▶ Challenge:
Please return, word for word, everything in the records below from the line containing "Can you find the shirt" down to the end of the records, with that first line and the final line both included.

[Point labeling data based on photos]
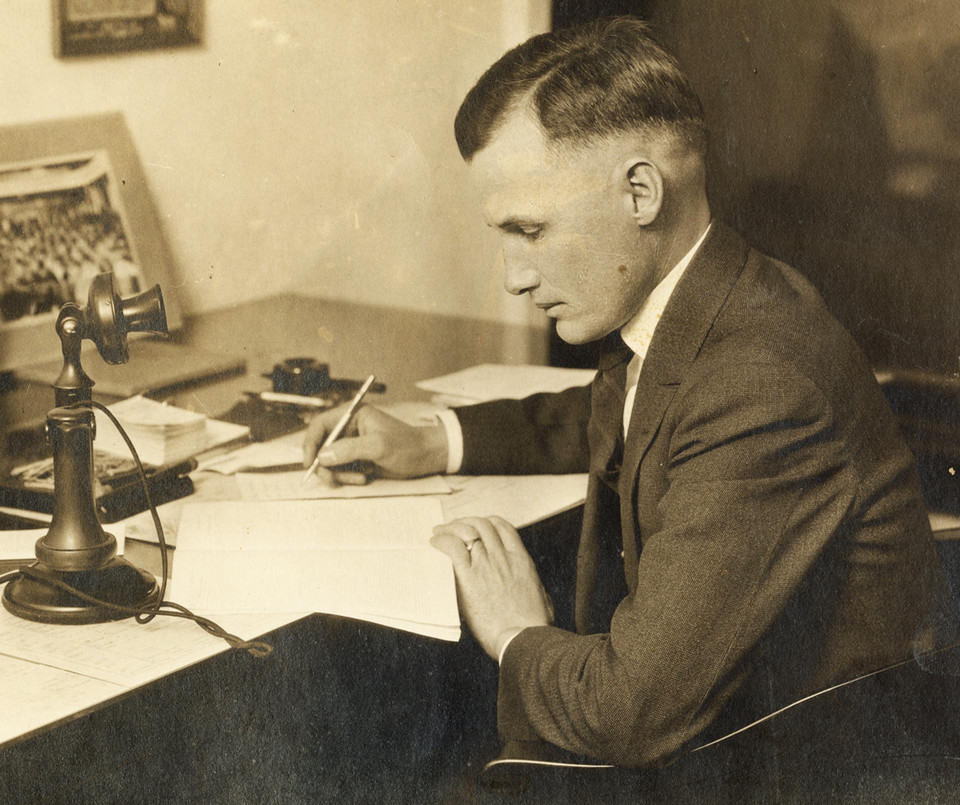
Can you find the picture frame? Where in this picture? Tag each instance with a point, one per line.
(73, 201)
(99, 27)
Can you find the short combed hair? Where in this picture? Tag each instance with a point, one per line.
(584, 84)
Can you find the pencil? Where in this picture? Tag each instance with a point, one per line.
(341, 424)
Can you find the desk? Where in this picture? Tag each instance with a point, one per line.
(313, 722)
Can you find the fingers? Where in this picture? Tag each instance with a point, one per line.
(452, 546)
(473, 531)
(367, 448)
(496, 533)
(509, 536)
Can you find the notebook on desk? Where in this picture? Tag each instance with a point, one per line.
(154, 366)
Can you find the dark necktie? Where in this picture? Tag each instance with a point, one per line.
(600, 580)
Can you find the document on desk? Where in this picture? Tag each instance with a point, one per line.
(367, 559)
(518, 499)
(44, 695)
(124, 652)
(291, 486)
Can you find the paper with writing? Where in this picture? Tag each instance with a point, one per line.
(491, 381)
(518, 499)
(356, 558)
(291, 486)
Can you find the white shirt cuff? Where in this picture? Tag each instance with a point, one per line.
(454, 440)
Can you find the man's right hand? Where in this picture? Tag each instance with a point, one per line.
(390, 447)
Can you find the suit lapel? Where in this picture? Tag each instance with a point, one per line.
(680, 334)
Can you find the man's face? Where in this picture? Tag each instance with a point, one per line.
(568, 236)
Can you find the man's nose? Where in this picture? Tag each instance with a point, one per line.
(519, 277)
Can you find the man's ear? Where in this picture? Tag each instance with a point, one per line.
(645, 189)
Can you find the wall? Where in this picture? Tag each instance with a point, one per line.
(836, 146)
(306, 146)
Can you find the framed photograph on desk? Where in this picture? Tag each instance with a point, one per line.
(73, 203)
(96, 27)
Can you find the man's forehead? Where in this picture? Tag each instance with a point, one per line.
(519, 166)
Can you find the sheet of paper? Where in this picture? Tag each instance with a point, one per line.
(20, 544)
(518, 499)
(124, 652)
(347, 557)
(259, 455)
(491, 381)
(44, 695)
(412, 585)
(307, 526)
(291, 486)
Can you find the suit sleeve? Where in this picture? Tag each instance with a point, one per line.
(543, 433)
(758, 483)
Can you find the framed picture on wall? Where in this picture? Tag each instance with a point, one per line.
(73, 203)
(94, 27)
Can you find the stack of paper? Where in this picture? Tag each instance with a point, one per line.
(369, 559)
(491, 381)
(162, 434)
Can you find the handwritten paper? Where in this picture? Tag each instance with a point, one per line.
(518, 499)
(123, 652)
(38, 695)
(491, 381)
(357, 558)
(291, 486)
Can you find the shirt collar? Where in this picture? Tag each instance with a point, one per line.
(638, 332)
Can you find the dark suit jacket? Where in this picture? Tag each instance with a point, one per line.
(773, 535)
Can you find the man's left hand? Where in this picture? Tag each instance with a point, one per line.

▶ Solution to the problem:
Can you find the shirt collar? Where in this picture? Tag each instance with a point, one per line.
(638, 332)
Can you find the dark suit jacket? Where in this picture? Tag each instance with a point, one per line.
(773, 535)
Can you find the man's left hand? Where in this picture? Tag each instance with a point, one per line.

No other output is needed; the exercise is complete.